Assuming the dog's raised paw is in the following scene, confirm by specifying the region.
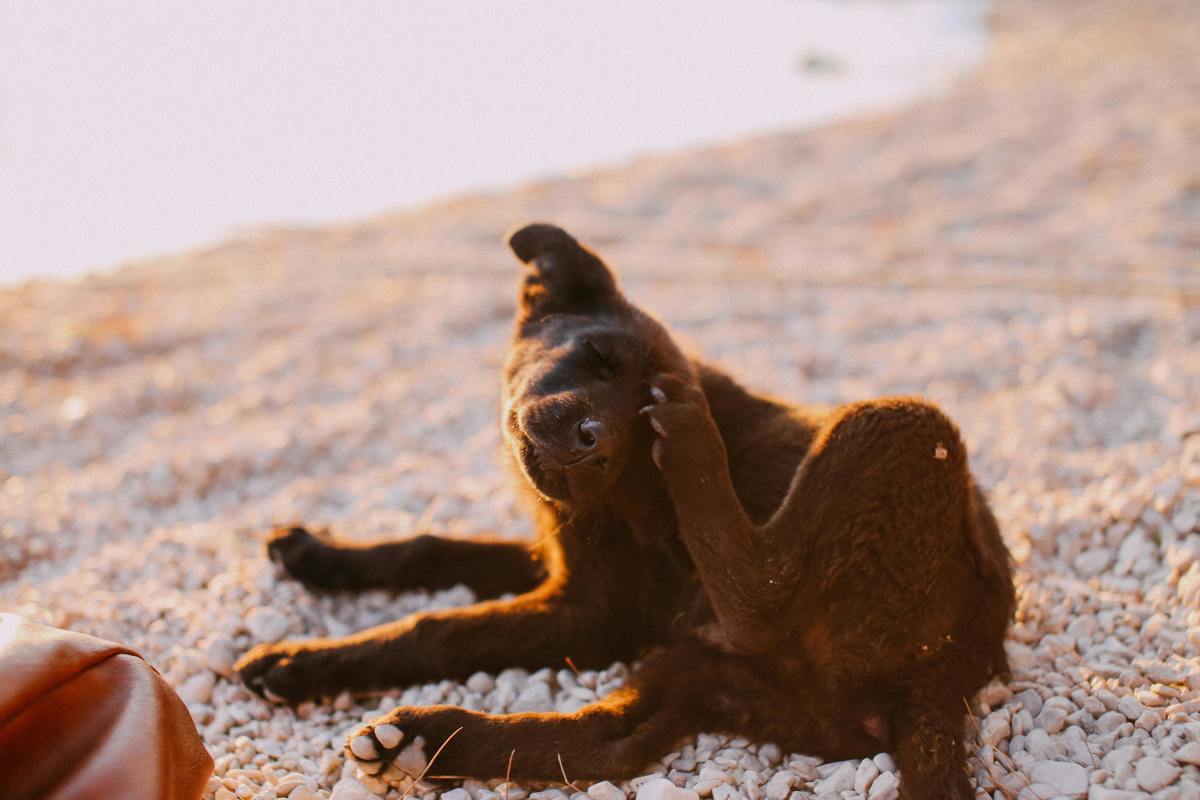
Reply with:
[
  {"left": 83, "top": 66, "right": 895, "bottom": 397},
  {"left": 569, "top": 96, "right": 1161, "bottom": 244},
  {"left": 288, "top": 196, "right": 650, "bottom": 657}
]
[{"left": 346, "top": 722, "right": 434, "bottom": 794}]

=======

- AIM OF THE EXERCISE
Rewrite the data above with "scene" changed to "image" and everything else unchanged. Omit the picture.

- RESULT BELOW
Assuming the dog's raised paw is in the following image, confirm by specifying the region.
Reply with:
[
  {"left": 83, "top": 66, "right": 895, "bottom": 397},
  {"left": 569, "top": 96, "right": 1161, "bottom": 244},
  {"left": 288, "top": 196, "right": 650, "bottom": 657}
]
[{"left": 346, "top": 722, "right": 434, "bottom": 794}]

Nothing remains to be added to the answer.